TASK STATEMENT: Edit the records below by replacing "Mark the region" with "Outline the area" and leaving everything else unchanged.

EXTRACTED ENTRIES:
+---+
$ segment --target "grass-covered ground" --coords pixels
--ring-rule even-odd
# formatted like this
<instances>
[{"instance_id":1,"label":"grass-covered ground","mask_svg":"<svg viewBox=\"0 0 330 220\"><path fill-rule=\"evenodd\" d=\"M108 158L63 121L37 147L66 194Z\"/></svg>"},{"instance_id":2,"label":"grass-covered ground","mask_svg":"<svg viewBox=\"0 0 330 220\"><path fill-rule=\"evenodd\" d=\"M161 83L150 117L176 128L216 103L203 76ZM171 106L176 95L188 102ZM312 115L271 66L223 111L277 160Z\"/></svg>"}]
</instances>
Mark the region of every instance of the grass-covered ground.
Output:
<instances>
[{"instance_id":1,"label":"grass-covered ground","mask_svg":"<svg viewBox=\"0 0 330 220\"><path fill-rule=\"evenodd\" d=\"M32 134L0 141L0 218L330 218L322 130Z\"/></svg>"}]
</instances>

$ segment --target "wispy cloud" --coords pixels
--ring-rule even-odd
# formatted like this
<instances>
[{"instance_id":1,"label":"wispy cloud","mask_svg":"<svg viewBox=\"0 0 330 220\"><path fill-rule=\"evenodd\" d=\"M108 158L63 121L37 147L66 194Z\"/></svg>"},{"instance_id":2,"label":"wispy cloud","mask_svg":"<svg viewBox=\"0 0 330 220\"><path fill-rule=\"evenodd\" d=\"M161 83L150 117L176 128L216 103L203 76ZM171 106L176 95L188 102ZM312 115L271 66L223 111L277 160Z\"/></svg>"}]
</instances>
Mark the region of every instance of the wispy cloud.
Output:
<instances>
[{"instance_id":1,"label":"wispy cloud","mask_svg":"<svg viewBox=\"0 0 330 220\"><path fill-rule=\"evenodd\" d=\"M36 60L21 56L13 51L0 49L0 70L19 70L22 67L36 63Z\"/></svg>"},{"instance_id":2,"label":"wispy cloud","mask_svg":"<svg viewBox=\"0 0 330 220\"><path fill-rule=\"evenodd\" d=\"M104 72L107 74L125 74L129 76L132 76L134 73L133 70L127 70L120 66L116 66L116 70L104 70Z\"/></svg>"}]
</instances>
+---+
TASK OUTPUT:
$ segment --target "grass-covered ground" --coords pixels
--ring-rule even-odd
# formatted like this
<instances>
[{"instance_id":1,"label":"grass-covered ground","mask_svg":"<svg viewBox=\"0 0 330 220\"><path fill-rule=\"evenodd\" d=\"M108 158L63 121L37 147L66 194Z\"/></svg>"},{"instance_id":2,"label":"grass-covered ground","mask_svg":"<svg viewBox=\"0 0 330 220\"><path fill-rule=\"evenodd\" d=\"M161 83L150 117L176 128L216 103L203 76ZM171 106L176 95L188 102ZM312 115L271 66L223 111L277 160Z\"/></svg>"}]
</instances>
Outline the area of every instance of the grass-covered ground.
Output:
<instances>
[{"instance_id":1,"label":"grass-covered ground","mask_svg":"<svg viewBox=\"0 0 330 220\"><path fill-rule=\"evenodd\" d=\"M32 134L0 141L0 218L330 218L322 130Z\"/></svg>"}]
</instances>

$ segment --target "wispy cloud" --coords pixels
--ring-rule even-odd
# formatted like this
<instances>
[{"instance_id":1,"label":"wispy cloud","mask_svg":"<svg viewBox=\"0 0 330 220\"><path fill-rule=\"evenodd\" d=\"M108 158L63 121L37 147L66 194Z\"/></svg>"},{"instance_id":2,"label":"wispy cloud","mask_svg":"<svg viewBox=\"0 0 330 220\"><path fill-rule=\"evenodd\" d=\"M161 83L150 117L176 128L216 103L203 76ZM171 106L176 95L188 102ZM312 115L271 66L223 111L277 160Z\"/></svg>"}]
</instances>
Outline the area of every instance of the wispy cloud.
Output:
<instances>
[{"instance_id":1,"label":"wispy cloud","mask_svg":"<svg viewBox=\"0 0 330 220\"><path fill-rule=\"evenodd\" d=\"M36 60L21 56L13 51L0 49L0 70L19 70L22 67L36 63Z\"/></svg>"},{"instance_id":2,"label":"wispy cloud","mask_svg":"<svg viewBox=\"0 0 330 220\"><path fill-rule=\"evenodd\" d=\"M104 72L107 74L125 74L129 76L132 76L134 73L133 70L127 70L120 66L116 66L116 70L104 70Z\"/></svg>"}]
</instances>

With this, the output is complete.